* Directions:
Pick out every line in the data below that contains the word "white", and copy each such line in full.

* Extracted data:

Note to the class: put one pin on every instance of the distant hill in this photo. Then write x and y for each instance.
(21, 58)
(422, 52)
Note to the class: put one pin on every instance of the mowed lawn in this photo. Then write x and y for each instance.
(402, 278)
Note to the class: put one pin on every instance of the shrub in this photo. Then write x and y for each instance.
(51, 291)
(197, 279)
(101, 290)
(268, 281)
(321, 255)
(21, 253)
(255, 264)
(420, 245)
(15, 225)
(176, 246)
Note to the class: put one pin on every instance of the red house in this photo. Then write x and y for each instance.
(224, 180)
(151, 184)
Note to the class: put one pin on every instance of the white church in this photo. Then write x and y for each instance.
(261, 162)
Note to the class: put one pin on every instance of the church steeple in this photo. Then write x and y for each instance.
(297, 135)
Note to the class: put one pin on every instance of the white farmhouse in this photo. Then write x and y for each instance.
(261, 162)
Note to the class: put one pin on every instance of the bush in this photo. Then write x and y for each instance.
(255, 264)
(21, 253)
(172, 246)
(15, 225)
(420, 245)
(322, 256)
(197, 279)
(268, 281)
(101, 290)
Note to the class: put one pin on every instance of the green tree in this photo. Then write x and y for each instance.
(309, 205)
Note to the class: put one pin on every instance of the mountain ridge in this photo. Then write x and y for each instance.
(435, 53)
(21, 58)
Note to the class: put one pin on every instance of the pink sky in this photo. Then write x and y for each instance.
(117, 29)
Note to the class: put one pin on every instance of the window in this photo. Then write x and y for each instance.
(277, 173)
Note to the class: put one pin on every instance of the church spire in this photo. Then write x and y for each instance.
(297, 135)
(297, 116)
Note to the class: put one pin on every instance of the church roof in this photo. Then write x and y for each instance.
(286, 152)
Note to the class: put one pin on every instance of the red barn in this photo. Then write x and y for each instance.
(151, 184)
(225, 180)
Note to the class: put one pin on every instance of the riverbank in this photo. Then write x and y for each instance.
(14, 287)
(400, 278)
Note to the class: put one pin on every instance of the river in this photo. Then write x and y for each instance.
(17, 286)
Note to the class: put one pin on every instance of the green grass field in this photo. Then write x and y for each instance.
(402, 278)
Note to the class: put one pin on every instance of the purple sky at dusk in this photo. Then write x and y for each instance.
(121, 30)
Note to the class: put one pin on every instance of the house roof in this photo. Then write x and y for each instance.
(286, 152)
---
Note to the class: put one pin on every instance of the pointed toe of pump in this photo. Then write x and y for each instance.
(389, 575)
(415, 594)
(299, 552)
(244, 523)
==
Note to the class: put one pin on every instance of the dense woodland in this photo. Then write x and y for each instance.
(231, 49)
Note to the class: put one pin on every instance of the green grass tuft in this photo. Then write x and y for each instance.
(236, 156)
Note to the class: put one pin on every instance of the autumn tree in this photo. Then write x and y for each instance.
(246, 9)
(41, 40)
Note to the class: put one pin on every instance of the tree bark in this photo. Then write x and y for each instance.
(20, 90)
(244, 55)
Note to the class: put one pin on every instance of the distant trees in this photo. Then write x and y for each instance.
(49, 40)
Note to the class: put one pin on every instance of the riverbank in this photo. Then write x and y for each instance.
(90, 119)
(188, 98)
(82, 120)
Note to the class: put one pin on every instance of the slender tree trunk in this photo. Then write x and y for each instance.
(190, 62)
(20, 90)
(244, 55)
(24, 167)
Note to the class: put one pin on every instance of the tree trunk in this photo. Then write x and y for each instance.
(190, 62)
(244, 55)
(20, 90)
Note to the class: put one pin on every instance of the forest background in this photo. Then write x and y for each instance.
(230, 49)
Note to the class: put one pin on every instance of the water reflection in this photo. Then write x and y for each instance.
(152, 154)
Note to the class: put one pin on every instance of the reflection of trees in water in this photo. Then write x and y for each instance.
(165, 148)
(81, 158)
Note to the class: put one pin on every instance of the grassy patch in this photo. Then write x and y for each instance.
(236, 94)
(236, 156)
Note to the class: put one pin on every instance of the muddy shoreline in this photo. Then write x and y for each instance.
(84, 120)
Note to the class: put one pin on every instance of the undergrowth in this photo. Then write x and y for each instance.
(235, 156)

* Output of the exercise:
Note to the class: put one pin on every instance of the white church in this photo. Then write x and y for each instance.
Note to the class: put one pin on every instance of the white farmhouse in this photo. Then write x and y for each instance.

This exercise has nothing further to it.